• [DIRECTIONS]
Return only the lines running from the one that contains "Description: Accepts an" through the end of the entries, exactly, both ends included. Omit pictures.

··· INPUT RECORDS ···

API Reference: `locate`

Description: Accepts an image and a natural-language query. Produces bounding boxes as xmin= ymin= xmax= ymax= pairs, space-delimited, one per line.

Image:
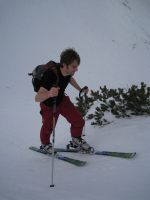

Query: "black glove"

xmin=79 ymin=86 xmax=88 ymax=99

···

• [RESULT OF THE EXERCISE]
Description: Accepts an image and a natural-language query. Produces bounding boxes as xmin= ymin= xmax= ymax= pairs, space-delimited, one per line.

Image:

Query: "black glove"

xmin=79 ymin=86 xmax=88 ymax=99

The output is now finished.